• _What the exercise asks_
Below are the records; give again exactly the lines that run from the one with "Target: mountain range" through the last line.

• _Data listing_
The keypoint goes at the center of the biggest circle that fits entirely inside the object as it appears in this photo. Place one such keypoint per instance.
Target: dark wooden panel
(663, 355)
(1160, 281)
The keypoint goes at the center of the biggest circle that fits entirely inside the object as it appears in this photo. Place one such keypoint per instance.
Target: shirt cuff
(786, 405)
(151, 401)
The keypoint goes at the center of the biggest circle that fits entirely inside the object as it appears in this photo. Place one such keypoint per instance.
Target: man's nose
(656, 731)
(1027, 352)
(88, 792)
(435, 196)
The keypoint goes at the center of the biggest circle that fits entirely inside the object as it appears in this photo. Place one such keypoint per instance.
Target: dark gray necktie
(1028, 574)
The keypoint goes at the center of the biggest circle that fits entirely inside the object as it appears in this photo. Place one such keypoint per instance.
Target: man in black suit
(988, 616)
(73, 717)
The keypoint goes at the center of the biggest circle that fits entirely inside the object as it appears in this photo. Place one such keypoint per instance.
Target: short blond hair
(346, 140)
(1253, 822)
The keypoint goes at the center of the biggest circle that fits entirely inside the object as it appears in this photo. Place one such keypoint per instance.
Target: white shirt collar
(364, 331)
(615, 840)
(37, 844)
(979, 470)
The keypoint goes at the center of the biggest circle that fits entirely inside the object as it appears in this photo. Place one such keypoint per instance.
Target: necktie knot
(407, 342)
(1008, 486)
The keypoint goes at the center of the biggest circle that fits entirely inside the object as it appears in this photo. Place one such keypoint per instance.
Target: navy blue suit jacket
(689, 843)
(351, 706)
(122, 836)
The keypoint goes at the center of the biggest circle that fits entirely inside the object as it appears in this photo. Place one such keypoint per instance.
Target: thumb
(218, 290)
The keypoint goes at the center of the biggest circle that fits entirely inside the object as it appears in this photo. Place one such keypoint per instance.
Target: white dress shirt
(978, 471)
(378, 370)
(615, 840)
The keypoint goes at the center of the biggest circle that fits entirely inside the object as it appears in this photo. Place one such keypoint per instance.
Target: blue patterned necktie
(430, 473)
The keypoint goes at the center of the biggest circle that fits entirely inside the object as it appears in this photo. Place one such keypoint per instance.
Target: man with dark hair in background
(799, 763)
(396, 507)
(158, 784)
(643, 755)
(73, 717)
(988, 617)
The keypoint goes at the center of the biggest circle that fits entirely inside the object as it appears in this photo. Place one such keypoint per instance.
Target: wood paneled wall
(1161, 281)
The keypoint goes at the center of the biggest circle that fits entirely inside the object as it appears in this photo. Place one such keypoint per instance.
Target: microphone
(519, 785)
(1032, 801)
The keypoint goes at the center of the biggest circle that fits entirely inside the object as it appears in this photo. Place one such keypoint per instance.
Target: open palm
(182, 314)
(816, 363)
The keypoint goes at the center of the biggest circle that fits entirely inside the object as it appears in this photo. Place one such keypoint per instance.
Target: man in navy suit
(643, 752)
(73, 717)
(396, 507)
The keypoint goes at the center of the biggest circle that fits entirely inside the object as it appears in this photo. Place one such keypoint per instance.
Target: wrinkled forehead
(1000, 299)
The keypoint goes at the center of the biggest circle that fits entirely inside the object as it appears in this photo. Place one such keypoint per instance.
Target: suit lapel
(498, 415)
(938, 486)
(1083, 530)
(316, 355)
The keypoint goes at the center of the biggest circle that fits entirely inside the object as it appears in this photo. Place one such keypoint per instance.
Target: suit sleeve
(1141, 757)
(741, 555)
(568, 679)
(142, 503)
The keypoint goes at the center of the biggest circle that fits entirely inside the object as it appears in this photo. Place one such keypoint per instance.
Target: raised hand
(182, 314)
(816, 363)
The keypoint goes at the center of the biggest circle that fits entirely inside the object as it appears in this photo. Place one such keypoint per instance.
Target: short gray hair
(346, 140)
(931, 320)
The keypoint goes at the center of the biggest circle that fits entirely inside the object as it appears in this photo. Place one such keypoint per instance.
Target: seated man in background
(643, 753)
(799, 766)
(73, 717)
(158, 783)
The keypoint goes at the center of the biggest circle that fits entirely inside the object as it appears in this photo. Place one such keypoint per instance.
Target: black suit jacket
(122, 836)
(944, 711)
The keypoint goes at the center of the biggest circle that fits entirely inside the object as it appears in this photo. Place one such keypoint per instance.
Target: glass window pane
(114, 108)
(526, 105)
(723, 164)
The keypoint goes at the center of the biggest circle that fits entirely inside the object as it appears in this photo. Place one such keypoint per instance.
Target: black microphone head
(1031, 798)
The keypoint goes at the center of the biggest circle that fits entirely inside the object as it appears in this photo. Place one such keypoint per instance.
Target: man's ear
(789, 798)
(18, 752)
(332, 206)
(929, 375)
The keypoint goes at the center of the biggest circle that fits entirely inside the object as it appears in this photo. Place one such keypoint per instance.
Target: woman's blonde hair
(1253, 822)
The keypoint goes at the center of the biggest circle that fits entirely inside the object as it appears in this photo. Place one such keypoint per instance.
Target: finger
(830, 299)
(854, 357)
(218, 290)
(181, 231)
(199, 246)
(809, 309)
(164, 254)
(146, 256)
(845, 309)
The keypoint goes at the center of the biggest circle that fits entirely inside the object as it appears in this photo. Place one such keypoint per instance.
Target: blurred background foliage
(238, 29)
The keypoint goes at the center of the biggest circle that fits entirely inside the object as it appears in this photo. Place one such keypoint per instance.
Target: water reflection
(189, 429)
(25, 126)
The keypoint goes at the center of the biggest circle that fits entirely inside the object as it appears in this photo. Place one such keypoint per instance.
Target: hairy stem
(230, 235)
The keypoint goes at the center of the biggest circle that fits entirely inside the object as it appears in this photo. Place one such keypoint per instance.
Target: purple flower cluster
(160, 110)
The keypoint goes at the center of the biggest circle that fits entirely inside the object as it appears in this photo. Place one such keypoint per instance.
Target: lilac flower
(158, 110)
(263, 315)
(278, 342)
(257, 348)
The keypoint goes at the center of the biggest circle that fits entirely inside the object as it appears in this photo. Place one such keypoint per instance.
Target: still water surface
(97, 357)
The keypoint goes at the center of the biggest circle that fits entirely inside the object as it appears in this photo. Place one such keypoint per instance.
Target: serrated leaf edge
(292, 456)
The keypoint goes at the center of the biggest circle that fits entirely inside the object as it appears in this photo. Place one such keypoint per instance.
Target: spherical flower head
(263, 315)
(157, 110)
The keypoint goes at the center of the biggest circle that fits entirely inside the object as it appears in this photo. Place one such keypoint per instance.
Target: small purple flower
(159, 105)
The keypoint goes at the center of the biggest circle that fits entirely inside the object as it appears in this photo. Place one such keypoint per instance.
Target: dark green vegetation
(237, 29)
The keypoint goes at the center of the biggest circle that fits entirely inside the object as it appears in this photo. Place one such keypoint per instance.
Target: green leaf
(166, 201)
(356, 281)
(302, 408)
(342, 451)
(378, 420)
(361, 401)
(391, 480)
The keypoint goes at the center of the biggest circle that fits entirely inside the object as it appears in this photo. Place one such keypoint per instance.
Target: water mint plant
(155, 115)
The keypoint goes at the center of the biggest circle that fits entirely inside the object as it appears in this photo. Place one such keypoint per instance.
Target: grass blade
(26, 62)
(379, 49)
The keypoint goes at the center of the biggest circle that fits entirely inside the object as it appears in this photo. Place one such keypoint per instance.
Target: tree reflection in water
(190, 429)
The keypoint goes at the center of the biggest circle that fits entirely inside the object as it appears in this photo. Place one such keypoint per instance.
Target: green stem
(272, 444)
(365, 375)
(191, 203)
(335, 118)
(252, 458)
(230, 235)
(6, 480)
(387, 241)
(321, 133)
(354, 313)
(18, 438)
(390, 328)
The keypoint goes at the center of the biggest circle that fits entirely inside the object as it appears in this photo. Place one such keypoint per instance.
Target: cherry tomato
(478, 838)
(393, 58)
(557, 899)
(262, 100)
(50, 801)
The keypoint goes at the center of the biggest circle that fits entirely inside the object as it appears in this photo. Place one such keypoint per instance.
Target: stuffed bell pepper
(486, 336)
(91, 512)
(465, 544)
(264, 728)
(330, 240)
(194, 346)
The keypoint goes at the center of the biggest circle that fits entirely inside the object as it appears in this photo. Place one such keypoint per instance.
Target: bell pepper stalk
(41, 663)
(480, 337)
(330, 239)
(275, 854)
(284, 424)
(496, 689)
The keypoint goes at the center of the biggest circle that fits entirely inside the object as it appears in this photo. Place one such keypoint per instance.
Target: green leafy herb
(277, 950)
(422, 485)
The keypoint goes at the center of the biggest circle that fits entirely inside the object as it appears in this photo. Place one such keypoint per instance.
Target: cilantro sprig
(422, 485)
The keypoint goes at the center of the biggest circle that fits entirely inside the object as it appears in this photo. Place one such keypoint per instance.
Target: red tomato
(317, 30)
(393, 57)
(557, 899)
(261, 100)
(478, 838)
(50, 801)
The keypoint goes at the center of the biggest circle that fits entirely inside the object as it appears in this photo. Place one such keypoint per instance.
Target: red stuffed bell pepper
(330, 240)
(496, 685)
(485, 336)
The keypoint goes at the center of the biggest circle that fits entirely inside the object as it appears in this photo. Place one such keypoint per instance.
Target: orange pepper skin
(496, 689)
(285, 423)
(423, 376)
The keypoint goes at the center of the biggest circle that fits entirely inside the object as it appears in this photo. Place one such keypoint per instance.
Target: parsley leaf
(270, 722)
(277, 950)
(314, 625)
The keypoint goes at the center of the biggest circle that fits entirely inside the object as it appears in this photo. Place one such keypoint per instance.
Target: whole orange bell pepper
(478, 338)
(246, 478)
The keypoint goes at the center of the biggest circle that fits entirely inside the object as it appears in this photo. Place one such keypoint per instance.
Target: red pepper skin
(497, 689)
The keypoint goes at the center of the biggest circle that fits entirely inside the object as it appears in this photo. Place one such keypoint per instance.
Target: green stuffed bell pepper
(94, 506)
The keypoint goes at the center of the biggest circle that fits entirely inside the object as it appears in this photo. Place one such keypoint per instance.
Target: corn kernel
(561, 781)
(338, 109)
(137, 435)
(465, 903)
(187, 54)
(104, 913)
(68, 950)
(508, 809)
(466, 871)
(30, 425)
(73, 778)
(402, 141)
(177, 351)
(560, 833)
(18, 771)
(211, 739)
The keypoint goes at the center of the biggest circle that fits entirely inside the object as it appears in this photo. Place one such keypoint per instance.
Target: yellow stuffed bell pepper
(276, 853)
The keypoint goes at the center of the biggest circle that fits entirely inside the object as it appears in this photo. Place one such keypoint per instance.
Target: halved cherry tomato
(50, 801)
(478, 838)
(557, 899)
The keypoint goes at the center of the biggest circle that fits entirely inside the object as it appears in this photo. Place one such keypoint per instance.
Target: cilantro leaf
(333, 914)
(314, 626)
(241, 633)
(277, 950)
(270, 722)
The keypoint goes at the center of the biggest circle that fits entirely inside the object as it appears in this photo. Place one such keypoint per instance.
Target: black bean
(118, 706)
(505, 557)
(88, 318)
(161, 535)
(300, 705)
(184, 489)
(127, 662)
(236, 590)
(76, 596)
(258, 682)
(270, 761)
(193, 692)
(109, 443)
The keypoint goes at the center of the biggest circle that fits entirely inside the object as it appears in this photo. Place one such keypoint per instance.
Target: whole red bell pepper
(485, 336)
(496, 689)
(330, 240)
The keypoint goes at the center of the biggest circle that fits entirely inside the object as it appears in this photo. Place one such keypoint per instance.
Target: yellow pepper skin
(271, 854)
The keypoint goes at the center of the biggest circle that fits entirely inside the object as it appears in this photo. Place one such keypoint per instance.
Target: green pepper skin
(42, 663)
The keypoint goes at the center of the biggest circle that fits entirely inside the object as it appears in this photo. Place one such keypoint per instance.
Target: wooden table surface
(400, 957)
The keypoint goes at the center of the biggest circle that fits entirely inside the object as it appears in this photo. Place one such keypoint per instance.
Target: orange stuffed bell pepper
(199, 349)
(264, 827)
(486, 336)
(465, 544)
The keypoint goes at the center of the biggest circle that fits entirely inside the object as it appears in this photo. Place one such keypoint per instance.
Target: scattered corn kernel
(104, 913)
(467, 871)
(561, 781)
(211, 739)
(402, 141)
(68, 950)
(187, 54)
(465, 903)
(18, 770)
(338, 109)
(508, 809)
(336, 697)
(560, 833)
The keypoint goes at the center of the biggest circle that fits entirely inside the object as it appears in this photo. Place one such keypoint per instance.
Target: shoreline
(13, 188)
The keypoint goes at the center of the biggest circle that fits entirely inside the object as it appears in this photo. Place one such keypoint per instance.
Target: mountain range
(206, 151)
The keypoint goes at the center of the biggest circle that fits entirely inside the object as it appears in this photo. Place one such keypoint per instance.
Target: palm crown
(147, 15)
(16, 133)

• _Solution_
Target: mountain range
(206, 151)
The keypoint goes at the center of the biggest circle that fits entirely inside the object as it appears in this photo. Place one such keypoint per instance.
Target: palm crown
(147, 15)
(16, 133)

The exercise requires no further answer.